GIVEN PASSAGE:
- - -

In his classic study, The Arab Cold War, Malcolm Kerr charted the machinations of inter-Arab politics during an era dominated by Egypt’s President Gamal Abdel Nasser. In another renowned work, The Struggle for Syria, Patrick Seale documented the links between Syria’s tumultuous domestic politics and the broader contest for supremacy in the region, stemming from factors ranging from inter-Arab conflicts to the global cold war. [1] Today, amid the chaos in Syria and the transformations in the region, these texts, both originally published in 1965, seem all too contemporary. Once again, regional politics shows many signs of an Arab cold war and, once again, that broader conflict is manifesting itself in a struggle for Syria.

In the Arab cold war of the 1950s and 1960s, inter-Arab relations were characterized by power struggles between “revolutionary” republics, led by pan-Arab nationalist military officers, and more conservative or even reactionary monarchies. The republics saw themselves as the future of Arab politics, with the aim of changing not only the type of regime in Arab states, but also the map of the region through repeated unification efforts. This pan-Arab project led to extensive intervention in the affairs of various states, by both sides, as the republics and monarchies waged proxy wars in civil conflicts in Yemen, Lebanon, Jordan and elsewhere.

- - -

RAW DATA:
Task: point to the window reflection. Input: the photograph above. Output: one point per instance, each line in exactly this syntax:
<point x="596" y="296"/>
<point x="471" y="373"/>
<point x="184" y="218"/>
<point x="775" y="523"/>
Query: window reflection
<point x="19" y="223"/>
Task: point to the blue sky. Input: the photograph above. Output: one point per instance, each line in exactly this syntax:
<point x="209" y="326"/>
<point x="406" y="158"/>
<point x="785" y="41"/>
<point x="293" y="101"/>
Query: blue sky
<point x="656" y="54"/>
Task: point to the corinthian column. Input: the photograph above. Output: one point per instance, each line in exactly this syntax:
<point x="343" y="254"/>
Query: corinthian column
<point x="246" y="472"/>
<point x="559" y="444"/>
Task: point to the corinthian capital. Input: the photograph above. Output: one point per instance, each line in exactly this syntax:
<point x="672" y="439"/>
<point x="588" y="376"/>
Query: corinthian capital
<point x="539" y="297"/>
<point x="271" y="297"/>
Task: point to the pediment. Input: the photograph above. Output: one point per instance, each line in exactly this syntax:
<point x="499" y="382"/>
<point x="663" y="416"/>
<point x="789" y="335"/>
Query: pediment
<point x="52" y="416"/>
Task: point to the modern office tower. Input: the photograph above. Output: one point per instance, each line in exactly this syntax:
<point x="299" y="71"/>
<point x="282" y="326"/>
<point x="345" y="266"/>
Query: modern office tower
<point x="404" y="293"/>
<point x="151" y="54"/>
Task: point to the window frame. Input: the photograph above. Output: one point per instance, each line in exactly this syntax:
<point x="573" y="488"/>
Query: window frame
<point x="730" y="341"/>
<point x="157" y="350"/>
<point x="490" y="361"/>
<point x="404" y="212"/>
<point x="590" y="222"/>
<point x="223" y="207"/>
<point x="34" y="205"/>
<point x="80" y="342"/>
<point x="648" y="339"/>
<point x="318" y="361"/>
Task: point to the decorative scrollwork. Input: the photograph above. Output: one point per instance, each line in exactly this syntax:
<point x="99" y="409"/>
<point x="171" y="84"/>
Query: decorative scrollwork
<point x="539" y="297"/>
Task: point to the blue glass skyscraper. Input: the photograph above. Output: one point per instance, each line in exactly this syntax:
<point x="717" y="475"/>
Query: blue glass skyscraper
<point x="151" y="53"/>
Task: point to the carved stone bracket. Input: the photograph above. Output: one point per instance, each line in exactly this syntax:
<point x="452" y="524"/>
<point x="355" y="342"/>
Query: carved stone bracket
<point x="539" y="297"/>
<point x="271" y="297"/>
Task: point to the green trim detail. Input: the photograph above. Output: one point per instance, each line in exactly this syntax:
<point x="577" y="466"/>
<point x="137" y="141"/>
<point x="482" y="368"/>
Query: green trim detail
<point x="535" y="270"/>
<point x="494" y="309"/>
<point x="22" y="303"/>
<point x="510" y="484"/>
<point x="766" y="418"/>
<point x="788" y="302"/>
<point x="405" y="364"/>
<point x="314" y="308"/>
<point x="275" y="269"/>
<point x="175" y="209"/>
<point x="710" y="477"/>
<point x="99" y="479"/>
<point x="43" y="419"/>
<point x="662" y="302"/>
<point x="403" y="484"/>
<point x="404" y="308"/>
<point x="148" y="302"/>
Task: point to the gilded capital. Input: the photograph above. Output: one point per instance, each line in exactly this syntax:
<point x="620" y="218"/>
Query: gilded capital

- - -

WHAT YOU WILL DO:
1 - From the passage on the Arab cold war, print the text starting with "In his classic" and going on through "struggle for Syria.".
2 - List every person named in the passage on the Arab cold war.

SOLUTION SET:
1 -
In his classic study, The Arab Cold War, Malcolm Kerr charted the machinations of inter-Arab politics during an era dominated by Egypt’s President Gamal Abdel Nasser. In another renowned work, The Struggle for Syria, Patrick Seale documented the links between Syria’s tumultuous domestic politics and the broader contest for supremacy in the region, stemming from factors ranging from inter-Arab conflicts to the global cold war. [1] Today, amid the chaos in Syria and the transformations in the region, these texts, both originally published in 1965, seem all too contemporary. Once again, regional politics shows many signs of an Arab cold war and, once again, that broader conflict is manifesting itself in a struggle for Syria.

2 -
Malcolm Kerr
Gamal Abdel Nasser
Patrick Seale